Region pointing data
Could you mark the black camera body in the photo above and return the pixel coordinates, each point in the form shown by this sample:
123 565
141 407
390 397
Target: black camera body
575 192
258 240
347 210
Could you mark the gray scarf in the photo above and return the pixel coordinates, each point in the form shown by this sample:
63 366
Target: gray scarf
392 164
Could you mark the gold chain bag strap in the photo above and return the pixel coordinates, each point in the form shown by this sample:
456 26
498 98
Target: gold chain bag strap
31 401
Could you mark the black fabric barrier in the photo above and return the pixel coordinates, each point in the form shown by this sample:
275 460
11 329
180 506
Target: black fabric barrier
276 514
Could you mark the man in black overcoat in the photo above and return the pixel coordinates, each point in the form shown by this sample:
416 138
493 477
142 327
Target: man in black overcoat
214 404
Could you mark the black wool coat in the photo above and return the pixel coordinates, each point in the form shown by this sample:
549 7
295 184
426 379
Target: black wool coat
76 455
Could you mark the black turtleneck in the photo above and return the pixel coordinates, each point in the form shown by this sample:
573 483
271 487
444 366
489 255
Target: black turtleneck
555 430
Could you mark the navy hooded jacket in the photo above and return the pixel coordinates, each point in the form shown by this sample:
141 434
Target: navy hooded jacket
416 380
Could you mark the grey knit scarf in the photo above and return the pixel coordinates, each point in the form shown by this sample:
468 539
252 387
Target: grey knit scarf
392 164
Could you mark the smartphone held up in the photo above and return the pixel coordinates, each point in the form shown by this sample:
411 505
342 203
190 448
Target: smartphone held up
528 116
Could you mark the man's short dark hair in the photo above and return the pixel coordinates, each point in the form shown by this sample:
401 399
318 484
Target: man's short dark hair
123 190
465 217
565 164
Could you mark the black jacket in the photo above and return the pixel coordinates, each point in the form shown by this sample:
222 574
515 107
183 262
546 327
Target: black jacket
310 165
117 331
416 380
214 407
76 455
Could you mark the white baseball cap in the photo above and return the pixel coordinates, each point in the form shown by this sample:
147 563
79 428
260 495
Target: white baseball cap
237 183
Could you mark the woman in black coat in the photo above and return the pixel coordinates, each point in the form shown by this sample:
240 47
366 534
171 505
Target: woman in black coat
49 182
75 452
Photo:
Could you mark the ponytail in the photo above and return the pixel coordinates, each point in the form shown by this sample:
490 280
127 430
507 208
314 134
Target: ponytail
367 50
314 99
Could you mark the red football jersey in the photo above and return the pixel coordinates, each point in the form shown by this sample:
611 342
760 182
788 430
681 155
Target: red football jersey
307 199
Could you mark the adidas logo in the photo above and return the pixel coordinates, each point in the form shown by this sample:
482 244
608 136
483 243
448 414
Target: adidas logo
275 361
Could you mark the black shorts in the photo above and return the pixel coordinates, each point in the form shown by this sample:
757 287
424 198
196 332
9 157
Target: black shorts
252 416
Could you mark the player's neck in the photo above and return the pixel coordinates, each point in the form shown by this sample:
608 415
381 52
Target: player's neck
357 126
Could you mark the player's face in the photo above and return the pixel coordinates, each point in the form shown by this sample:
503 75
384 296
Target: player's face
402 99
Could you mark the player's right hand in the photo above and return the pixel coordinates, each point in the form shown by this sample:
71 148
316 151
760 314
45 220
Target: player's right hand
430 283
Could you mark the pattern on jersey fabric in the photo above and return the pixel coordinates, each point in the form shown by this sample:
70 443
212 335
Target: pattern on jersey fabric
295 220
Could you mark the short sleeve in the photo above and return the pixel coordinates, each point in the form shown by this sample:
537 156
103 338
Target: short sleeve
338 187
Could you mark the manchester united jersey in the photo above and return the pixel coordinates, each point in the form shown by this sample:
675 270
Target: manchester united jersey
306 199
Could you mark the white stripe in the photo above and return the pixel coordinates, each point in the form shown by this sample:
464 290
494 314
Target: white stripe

GOAL OF THE EXERCISE
Retype all of the entries exactly, please.

TASK RESPONSE
Could you mark the black camera body in the photo above and return the pixel coordinates, each point in the form shown by this sample:
123 565
141 407
390 397
Target: black camera body
575 192
258 240
347 210
Could you mark the gray scarf in the photo above and return the pixel coordinates, each point in the form shown by this sample:
63 366
Target: gray scarf
392 164
Could you mark the gold chain bag strap in the photo above and return the pixel coordinates, each point in the form shown by this sample:
456 26
498 98
Target: gold chain bag strap
31 401
Could you mark the black fabric barrier in the photo above and return the pixel coordinates, each point in the form shown by this sample:
275 460
11 329
180 506
Target: black fabric barrier
276 514
Could you mark the man in black overcoat in the photo above and return the pixel coordinates, each point in the form shown by this sample:
416 138
493 477
142 327
Target: man in black overcoat
214 404
Could you mark the black wool coat in the photo above and return the pixel coordinates, each point in the form shown by this sample:
549 7
295 184
426 379
Target: black wool coat
76 455
Could you mark the black turtleneck in the photo above and return the pixel coordinates, each point in the form shown by this sample:
573 483
271 487
444 366
489 255
Target: black turtleneck
555 430
Could you mark the navy hooded jacket in the photo above and return the pixel coordinates, each point in the form shown by this sample:
141 434
Target: navy hooded jacket
416 380
Could you mark the grey knit scarf in the photo above and return the pixel coordinates, each point in the form shown by this sample:
468 539
252 387
Target: grey knit scarf
392 164
Could you mark the smartphone held up in the photo above and return the pixel coordinates, each point in the form shown by this sample:
411 505
342 203
190 448
Target: smartphone held up
528 116
Could you mark the man's short dark hair in the photo above and return the pixel coordinates, each point in the form shown by this sample:
401 399
318 484
Target: man's short dark hair
123 190
465 217
565 164
Could you mark the black jacket in the photo above and return the pixel coordinates, each point in the form shown by this sample:
222 574
515 107
183 262
546 327
Target: black jacket
310 165
117 331
416 380
214 407
76 455
Could you mark the white baseball cap in the photo above and return the pixel coordinates, each point in the form shown by this sample:
147 563
79 428
260 495
Target: white baseball cap
237 183
Could you mark the woman in black coat in the photo above and return the pixel coordinates, each point in the form shown by this sample:
240 47
366 534
171 505
Target: woman in black coat
49 182
75 452
Photo:
Could you mark the ponytail in the photo above and return the pixel coordinates, each point in the form shown by this sample:
490 280
127 430
507 208
314 134
Target: ponytail
367 50
314 99
Could you mark the red football jersey in the photo above and return the pixel coordinates, each point in the form shown by this sample:
611 342
760 182
788 430
681 155
Target: red football jersey
307 199
Could you mark the adidas logo in the photo above and return the pixel coordinates, each point in the form shown by this sample:
482 244
608 136
483 243
448 414
Target: adidas logo
275 361
Could you mark the black shorts in the photo above and return the pixel coordinates, each point in the form shown by this sample:
757 287
424 198
196 332
9 157
Target: black shorts
252 416
Could you mark the player's neck in the photo above and return the pixel coordinates, each point in the form shown by this sample:
608 415
381 52
Target: player's neck
357 126
Could you mark the player's face in the photo above and return the pixel coordinates, each point in the form shown by this sample:
503 75
384 296
Target: player's face
402 99
Could you mark the player's right hand in the photo above and return the pixel coordinates, each point in the form shown by this sample:
71 148
316 151
760 314
45 220
Target: player's right hand
430 283
Could you mark the pattern on jersey fabric in the photo above and return the pixel coordinates, each point in the form shown by this sample:
70 443
212 335
Target: pattern on jersey fabric
295 220
Could you mark the short sleeve in the photo above and return the pixel coordinates, each point in the form shown by this sample:
537 156
103 338
Target: short sleeve
338 187
Could you mark the manchester united jersey in the photo above and return the pixel coordinates, each point in the form shown by this sample:
675 270
Target: manchester united jersey
306 199
Could you mark the white stripe in the photo above and return the pixel coordinates, each point in the form shown by this sample:
464 290
494 314
Target: white stripe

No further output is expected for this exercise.